▶ _Extrait à lire_:
____________

48 (...)Il importe donc de définir précisément quels types de menaces ou de promesses soulèvent un doute raisonnable quant au caractère volontaire d’une confession. Bien que des menaces de torture clairement imminente rendent une confession inadmissible, la plupart des affaires ne sont pas aussi nettes.

49 Comme il a été souligné plus tôt, le Conseil privé a jugé, dans Ibrahim, que des déclarations sont inadmissibles si elles ont été obtenues «par crainte d’un préjudice ou dans l’espoir d’un avantage». L’exemple classique d’«espoir d’un avantage» est la perspective de clémence de la part du tribunal. Il est inacceptable qu’une personne en situation d’autorité laisse entendre à un suspect qu’elle fera des démarches pour obtenir une réduction de l’accusation ou de la peine si le suspect fait une confession. En conséquence, dans l’arrêt Nugent, précité, la cour a écarté la déclaration d’un suspect à qui l’on avait dit que, s’il faisait une confession, il serait accusé d’homicide involontaire coupable au lieu de meurtre. Aussi peu plausible que cela puisse intuitivement sembler, tant la jurisprudence que la doctrine confirment que la pression découlant d’un interrogatoire intense et prolongé peut convaincre un suspect que personne ne croira ses protestations d’innocence et qu’il sera inévitablement déclaré coupable. Dans de telles circonstances, faire miroiter à un suspect la possibilité d’une réduction de l’accusation ou de la peine en échange d’une confession soulèverait un doute raisonnable quant au caractère volontaire de l’aveu qui s’ensuivrait. Le fait pour les policiers d’offrir explicitement au suspect de lui obtenir un traitement clément en retour d’une confession est manifestement un encouragement très puissant et justifiera l’exclusion de la confession, sauf dans des circonstances exceptionnelles.

50 Un autre type d’encouragement pertinent en ce qui concerne le présent pourvoi est le fait d’offrir au suspect de l’assistance psychiatrique ou d’autres formes de counselling en échange d’une confession. Bien qu’il s’agisse clairement d’un encouragement, une telle offre n’a pas autant de poids qu’une offre de clémence et il faut, dans un tel cas, tenir compte de l’ensemble des circonstances. (...) bien que la conduite des policiers ait constitué un encouragement, ce facteur n’a pas joué dans la décision du suspect de faire une confession. L’arrêt Ewert reconnaît donc l’importance d’une approche contextuelle.

51 Il n’est pas nécessaire que les menaces ou les promesses visent directement le suspect pour avoir un effet coercitif. Par exemple, dans R. c. Jackson (1977), 34 C.C.C. (2d) 35 (C.A.C.‑B.), le juge McIntyre (plus tard juge de notre Cour) a examiné une confession obtenue dans une affaire où l’accusé et son ami Winn avaient volé et assassiné un auto‑stoppeur. Les policiers, qui soupçonnaient Jackson d’avoir commis le meurtre, l’ont exhorté à faire une confession, à défaut de quoi son ami Winn serait injustement déclaré coupable de meurtre. Le juge du procès avait tiré la conclusion suivante:

[traduction] [Les policiers] exerçaient une forme de pression subtile sur Jackson, faisant appel à son concept du bien et du mal. [. . .] Ils lui ont dit que s’ils ne parvenaient pas à faire la lumière sur l’affaire, il pourrait s’avérer nécessaire de porter des accusations contre les deux, et qu’il s’agissait d’une très forte possibilité. Les agents ont été très francs avec lui. Ils espéraient que Jackson, confronté avec les éléments de preuve qu’ils avaient et les conséquences de son silence, tirerait Winn d’affaire et passerait aux aveux. C’est exactement ce qu’il a fait. À mon avis, ils n’ont rien dit ni fait qui puisse être interprété par Jackson comme faisant miroiter la possibilité qu’il obtiendrait un avantage s’il faisait une confession.

____________

▶ _Consigne de l'exercice_: Extrayez du texte sur le caractère volontaire des confessions le passage allant de « 50 Un autre » jusqu'à « d’une approche contextuelle. » inclus, sans y apporter la moindre modification.

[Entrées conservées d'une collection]
____________

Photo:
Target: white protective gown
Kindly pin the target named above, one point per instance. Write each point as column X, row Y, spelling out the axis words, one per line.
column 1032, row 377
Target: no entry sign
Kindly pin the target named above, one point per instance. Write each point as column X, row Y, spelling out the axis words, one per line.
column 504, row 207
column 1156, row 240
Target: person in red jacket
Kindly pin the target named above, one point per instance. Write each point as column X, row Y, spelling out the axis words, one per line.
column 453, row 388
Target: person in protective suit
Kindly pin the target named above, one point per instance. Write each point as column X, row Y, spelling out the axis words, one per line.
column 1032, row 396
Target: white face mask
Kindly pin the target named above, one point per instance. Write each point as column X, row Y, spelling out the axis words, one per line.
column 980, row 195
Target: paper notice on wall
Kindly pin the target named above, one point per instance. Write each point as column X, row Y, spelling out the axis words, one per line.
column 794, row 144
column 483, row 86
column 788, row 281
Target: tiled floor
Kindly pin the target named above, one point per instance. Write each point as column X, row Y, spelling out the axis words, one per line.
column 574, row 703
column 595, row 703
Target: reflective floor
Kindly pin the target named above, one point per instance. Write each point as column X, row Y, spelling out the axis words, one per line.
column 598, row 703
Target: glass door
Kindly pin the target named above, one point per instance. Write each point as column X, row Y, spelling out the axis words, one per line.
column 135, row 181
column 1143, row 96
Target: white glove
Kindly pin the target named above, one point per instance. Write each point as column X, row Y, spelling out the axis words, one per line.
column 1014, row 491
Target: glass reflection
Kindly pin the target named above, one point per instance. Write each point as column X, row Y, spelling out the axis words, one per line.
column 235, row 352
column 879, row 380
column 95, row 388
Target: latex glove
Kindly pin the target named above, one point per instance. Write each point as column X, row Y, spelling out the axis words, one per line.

____________

▶ _Résultat de l'exercice_:
50 Un autre type d’encouragement pertinent en ce qui concerne le présent pourvoi est le fait d’offrir au suspect de l’assistance psychiatrique ou d’autres formes de counselling en échange d’une confession. Bien qu’il s’agisse clairement d’un encouragement, une telle offre n’a pas autant de poids qu’une offre de clémence et il faut, dans un tel cas, tenir compte de l’ensemble des circonstances. (...) bien que la conduite des policiers ait constitué un encouragement, ce facteur n’a pas joué dans la décision du suspect de faire une confession. L’arrêt Ewert reconnaît donc l’importance d’une approche contextuelle.